--- BEGIN Passage given ---

Good morning!
I'm a little bleary-eyed today, as my flight home last night after the Northamber (LON:NAR) AGM was delayed (please note that I no longer have a position in NAR).
Today, I will provisionally cover:
- Northamber (LON:NAR)
- Focusrite (LON:TUNE)
- Westminster (LON:WSG)
- Bilby (LON:BILB)
- XLMedia (LON:XLM)
- Trackwise Designs (LON:TWD)
- Goodwin (LON:GDWN)
There was a power outage at my office building, while I was writing up Bilby, and I am now aiming for a 5pm finish.
5.30pm: report finished for today, I got as far as XLM.
Cheers,
Graham
Northamber (LON:NAR)
- Share price: 52.6p (-4%)
- No. of shares: 27.3 million
- Market cap: £14 million
I've written about this IT distributor recently, both here and elsewhere.
It's a classic "cigar butt" investment, with an old and unprofitable business attached to a very rich asset base consisting of cash, property and working capital. It has been unprofitable for nine years. A classic value investment, in other words.
I bought into it recently, at 51p, which I believe represents a discount to its cash balance. I think the shares would be worth 88p at a minimum, possibly 100p or more, from a simple liquidation and disposal exercise.
But before I go any further, let me echo what Paul said yesterday: "it seems crass to be talking about investments when someone has tragically died".
Northamber is a company in mourning, as its founder, Mr. David Phillips, passed away two weeks ago.
AGM Day
I went along to the AGM to understand the thought processes of the current directors. The Northamber office is in an industrial part of Chessington, only two miles from the famous "World of Adventures" (owned by Merlin). I got there via taxi from Gatwick.
The meeting was well attended, by microcap standards, and was much more crowded than the previous ones I attended. I estimate that there were 7 shareholders present, including the son of Mr Phillips (Mr Phillips had a 63% stake). And there were a few spouses and a crying baby, too! We all sat in swivel chairs while the Board, along with the Company Secretary, had the top table.

--- END Passage given ---
--- BEGIN Dataset extract ---

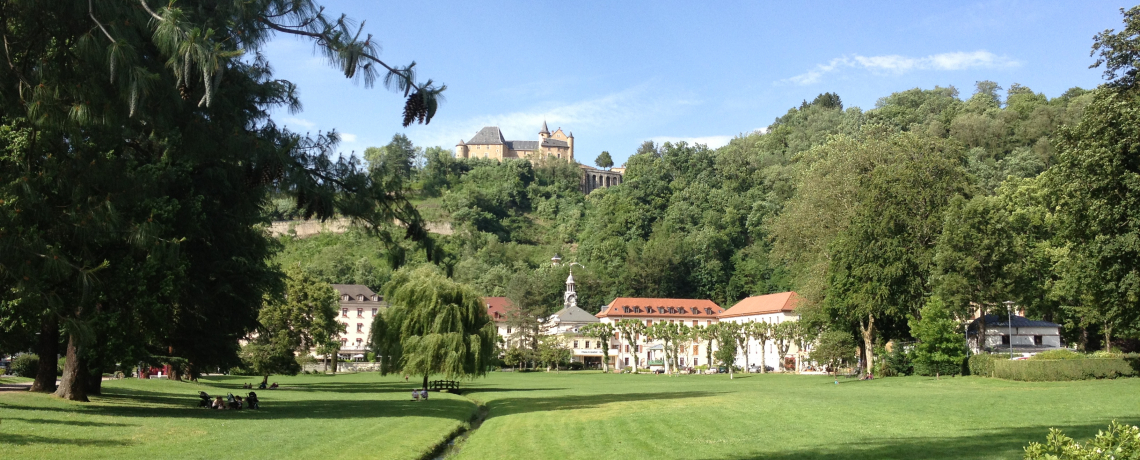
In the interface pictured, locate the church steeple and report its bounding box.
[562,268,578,309]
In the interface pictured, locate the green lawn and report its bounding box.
[0,372,1140,460]
[0,373,475,460]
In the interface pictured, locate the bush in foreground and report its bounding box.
[992,358,1137,381]
[1025,420,1140,460]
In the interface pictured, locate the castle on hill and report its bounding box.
[455,122,573,162]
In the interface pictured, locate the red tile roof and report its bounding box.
[596,297,724,319]
[720,290,799,318]
[483,297,513,321]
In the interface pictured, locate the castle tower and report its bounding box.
[562,268,578,309]
[567,131,573,163]
[455,139,471,158]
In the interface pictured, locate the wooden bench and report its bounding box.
[428,380,459,393]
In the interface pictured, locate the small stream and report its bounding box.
[424,399,489,460]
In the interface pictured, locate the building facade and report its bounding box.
[719,291,808,371]
[455,122,575,162]
[579,165,625,195]
[969,314,1065,353]
[543,270,613,367]
[597,297,724,369]
[333,285,389,360]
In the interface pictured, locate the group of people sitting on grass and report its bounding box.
[198,392,261,410]
[412,388,428,401]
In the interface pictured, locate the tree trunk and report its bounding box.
[55,335,89,402]
[1105,321,1113,353]
[858,314,874,376]
[84,365,103,395]
[760,337,768,373]
[705,338,713,370]
[967,305,984,353]
[31,313,59,393]
[743,338,750,372]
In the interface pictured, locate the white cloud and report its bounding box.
[408,83,699,147]
[783,50,1021,85]
[283,116,317,130]
[650,135,733,148]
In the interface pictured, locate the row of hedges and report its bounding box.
[969,354,1140,381]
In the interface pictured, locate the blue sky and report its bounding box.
[264,0,1127,164]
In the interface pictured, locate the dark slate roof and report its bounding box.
[552,306,602,322]
[506,140,538,150]
[467,126,506,146]
[970,314,1061,330]
[543,138,570,147]
[333,285,388,306]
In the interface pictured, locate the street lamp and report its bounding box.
[1002,301,1013,360]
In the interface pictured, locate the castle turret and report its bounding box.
[567,131,573,163]
[455,139,471,158]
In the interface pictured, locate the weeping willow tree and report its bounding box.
[369,265,498,388]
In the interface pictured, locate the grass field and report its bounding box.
[0,372,1140,460]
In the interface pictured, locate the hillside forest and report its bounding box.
[272,73,1132,350]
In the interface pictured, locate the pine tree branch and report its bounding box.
[139,0,164,20]
[87,0,116,43]
[258,17,414,90]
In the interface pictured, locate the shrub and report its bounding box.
[993,358,1137,381]
[910,297,966,376]
[1029,348,1084,360]
[11,353,40,378]
[879,344,915,377]
[967,353,995,377]
[1025,420,1140,460]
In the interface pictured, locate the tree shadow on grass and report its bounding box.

--- END Dataset extract ---

Set task
Pick up the market report on the Northamber AGM right after its last sentence and keep writing.

Reply to the exercise
The makeup of the Northamber Board is very different now, compared to the previous Northamber AGMs which I attended. It consists of an NED who has been promoted to Chairman, a new NED, and the Operations Director.
The opening statement was a tribute to Mr Phillips by the Chairman. Mr Phillips was much-loved by everyone who knew him, according to all reports.
The opening statement also included a commitment by the Board "to support and continue the pursuit of Northamber's success".
All resolutions put to shareholders were approved, and the Q&A began. What follows is from memory, so is incomplete and may include errors.
Change of auditor
One substantial shareholder, who is a regular at these meetings, questioned the audit report - why did it not include a reference to the loss of the previous auditor, Grant Thornton, who had apparently resigned?
The Chairman and Company Secretary responded that it had already been disclosed appropriately and that the loss of GT was not a reflection on Northamber. It was put to the Board that the audit report should be more forthright about something like this in future.
New director
The same shareholder asked the new non-executive director, Colin Thompson, to introduce himself.
It emerged that Mr Thompson lives in the US, but visits the UK every six weeks and is taking an active approach to improve the business. He was an employee of the company in the 80s (almost from its inception) and has been on this Board before.
Go-private
The same shareholder said it was "nonsense" that Northamber was still publicly listed, and that he would be happy to facilitate a transaction to take it private. This was acknowledged by the Board.
Tax on warehouse sale?
The tax hit from the recent warehouse sale (for £16.4 million, i.e. more than the company's market cap) would not be very bad, although we weren't given any numbers.
Sell the business?
Another shareholder asked if the Board had considered the sale of Northamber's operating business, or the acquisition of other businesses.
The answer was No to the sale of Northamber's business, although the Chairman thought it would be valuable to rivals.
On the other hand, they might consider acquiring other businesses.
Return of capital
I asked if a return of capital was being considered. The Chairman said that it was possible, depending on what transpires in the next few months. I couldn't draw him any further on this.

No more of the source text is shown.